:: Provided information

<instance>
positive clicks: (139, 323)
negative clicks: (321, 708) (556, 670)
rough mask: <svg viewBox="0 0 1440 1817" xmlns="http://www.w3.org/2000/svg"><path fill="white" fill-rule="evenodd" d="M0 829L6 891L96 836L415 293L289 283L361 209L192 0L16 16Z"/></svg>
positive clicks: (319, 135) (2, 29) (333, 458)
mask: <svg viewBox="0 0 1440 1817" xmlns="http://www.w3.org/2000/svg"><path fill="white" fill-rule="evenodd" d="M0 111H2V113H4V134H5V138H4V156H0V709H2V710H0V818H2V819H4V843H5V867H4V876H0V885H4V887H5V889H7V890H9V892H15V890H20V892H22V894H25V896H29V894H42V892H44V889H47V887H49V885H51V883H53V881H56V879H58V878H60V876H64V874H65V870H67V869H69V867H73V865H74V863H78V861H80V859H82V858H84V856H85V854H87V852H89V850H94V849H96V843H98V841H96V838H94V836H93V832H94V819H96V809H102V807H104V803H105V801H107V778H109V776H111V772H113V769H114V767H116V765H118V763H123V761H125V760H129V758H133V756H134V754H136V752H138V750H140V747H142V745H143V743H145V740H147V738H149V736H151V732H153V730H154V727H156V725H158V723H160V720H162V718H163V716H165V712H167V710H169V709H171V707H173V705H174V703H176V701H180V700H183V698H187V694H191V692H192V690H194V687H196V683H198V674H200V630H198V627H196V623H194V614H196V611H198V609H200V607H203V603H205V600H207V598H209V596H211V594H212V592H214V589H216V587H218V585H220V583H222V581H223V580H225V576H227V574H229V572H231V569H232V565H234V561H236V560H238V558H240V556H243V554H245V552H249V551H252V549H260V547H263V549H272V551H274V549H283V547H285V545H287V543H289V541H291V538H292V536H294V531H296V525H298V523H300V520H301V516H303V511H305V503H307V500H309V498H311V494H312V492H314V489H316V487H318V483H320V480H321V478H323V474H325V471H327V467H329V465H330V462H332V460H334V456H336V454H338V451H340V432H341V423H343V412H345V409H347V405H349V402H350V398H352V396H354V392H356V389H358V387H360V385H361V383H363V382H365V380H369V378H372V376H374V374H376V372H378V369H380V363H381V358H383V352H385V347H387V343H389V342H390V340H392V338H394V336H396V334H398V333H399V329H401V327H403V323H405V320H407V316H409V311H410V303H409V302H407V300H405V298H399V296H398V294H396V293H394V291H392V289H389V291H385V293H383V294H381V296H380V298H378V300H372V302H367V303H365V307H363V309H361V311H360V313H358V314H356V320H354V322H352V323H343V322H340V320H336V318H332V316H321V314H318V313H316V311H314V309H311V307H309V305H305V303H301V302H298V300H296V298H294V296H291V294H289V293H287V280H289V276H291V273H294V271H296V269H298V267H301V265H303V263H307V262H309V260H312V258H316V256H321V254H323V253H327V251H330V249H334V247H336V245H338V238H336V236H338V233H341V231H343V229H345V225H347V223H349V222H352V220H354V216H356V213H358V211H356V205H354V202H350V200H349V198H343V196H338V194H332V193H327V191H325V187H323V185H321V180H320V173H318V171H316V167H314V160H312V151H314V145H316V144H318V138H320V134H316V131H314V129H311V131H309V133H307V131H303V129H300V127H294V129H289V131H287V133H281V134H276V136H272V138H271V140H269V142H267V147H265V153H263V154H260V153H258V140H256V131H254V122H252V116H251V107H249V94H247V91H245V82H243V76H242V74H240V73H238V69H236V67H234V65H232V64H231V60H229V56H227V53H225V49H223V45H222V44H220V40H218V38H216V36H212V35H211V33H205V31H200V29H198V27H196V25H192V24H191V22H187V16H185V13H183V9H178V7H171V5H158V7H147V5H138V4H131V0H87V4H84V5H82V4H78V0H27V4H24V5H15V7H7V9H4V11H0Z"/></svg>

::::

Your goal: Update the material above by changing every "positive clicks" to "foreground clicks", with everything else left as it is.

Answer to this task:
<instance>
foreground clicks: (139, 323)
negative clicks: (321, 708) (556, 670)
rough mask: <svg viewBox="0 0 1440 1817" xmlns="http://www.w3.org/2000/svg"><path fill="white" fill-rule="evenodd" d="M0 829L6 891L96 836L415 293L289 283L361 209L192 0L16 16Z"/></svg>
foreground clicks: (319, 135) (2, 29) (333, 458)
mask: <svg viewBox="0 0 1440 1817" xmlns="http://www.w3.org/2000/svg"><path fill="white" fill-rule="evenodd" d="M0 111H2V113H4V134H5V138H4V156H0V709H2V710H0V818H2V819H4V843H5V867H4V876H0V885H4V887H5V889H7V890H9V892H15V890H20V892H22V894H25V896H29V894H42V892H44V889H47V887H49V885H51V883H53V881H56V879H58V878H60V876H64V874H65V870H67V869H69V867H73V865H74V863H78V861H80V859H82V858H84V856H85V854H87V852H89V850H94V849H96V843H98V841H96V838H94V836H93V832H94V819H96V809H102V807H104V803H105V801H107V778H109V776H111V772H113V769H114V767H116V765H118V763H123V761H125V760H129V758H133V756H134V754H136V752H138V750H140V747H142V745H143V743H145V740H147V738H149V736H151V732H153V730H154V727H156V725H158V723H160V720H162V718H163V716H165V712H167V710H169V709H171V707H173V705H174V703H176V701H180V700H183V698H187V694H191V692H192V690H194V687H196V683H198V674H200V630H198V627H196V623H194V614H196V611H198V609H200V607H203V603H205V600H207V598H209V596H211V594H212V592H214V589H216V587H218V585H220V583H222V581H223V580H225V576H227V574H229V572H231V569H232V565H234V561H236V560H238V558H240V556H243V554H245V552H249V551H252V549H260V547H263V549H272V551H274V549H283V547H285V545H287V543H289V541H291V538H292V536H294V531H296V525H298V523H300V520H301V516H303V511H305V503H307V500H309V498H311V494H312V492H314V489H316V487H318V483H320V480H321V478H323V474H325V471H327V467H329V465H330V462H332V460H334V456H336V454H338V451H340V432H341V423H343V412H345V409H347V405H349V402H350V398H352V396H354V392H356V389H358V387H360V385H361V383H363V382H365V380H369V378H372V376H374V374H376V372H378V369H380V363H381V358H383V352H385V347H387V343H389V342H390V340H392V338H394V336H396V334H398V333H399V329H401V327H403V323H405V320H407V316H409V311H410V303H409V302H407V300H405V298H399V296H398V294H396V293H394V291H392V289H389V291H385V293H383V294H381V296H380V298H378V300H372V302H367V303H365V307H363V309H361V311H360V313H358V314H356V320H354V322H352V323H343V322H340V320H336V318H332V316H321V314H318V313H316V311H314V309H311V307H309V305H305V303H301V302H298V300H296V298H294V296H291V294H289V293H287V280H289V276H291V273H294V271H296V269H298V267H301V265H303V263H307V262H309V260H312V258H316V256H321V254H323V253H327V251H330V249H334V247H336V245H338V238H336V236H338V233H341V231H343V229H345V225H347V223H349V222H352V220H354V216H356V213H358V211H356V205H354V202H350V200H349V198H343V196H338V194H332V193H327V191H325V187H323V185H321V180H320V173H318V171H316V167H314V160H312V151H314V145H316V144H318V138H320V134H316V131H314V129H311V131H309V133H307V131H303V129H300V127H294V129H289V131H287V133H281V134H276V136H272V138H271V140H269V142H267V147H265V153H263V154H260V153H258V140H256V131H254V122H252V116H251V107H249V94H247V91H245V82H243V76H242V74H240V73H238V69H236V67H234V65H232V64H231V60H229V56H227V53H225V49H223V45H222V44H220V40H218V38H216V36H212V35H211V33H205V31H200V29H198V27H196V25H192V24H191V22H187V16H185V13H183V9H178V7H171V5H158V7H147V5H138V4H131V0H87V4H84V5H82V4H78V0H27V4H24V5H15V7H7V9H4V11H0Z"/></svg>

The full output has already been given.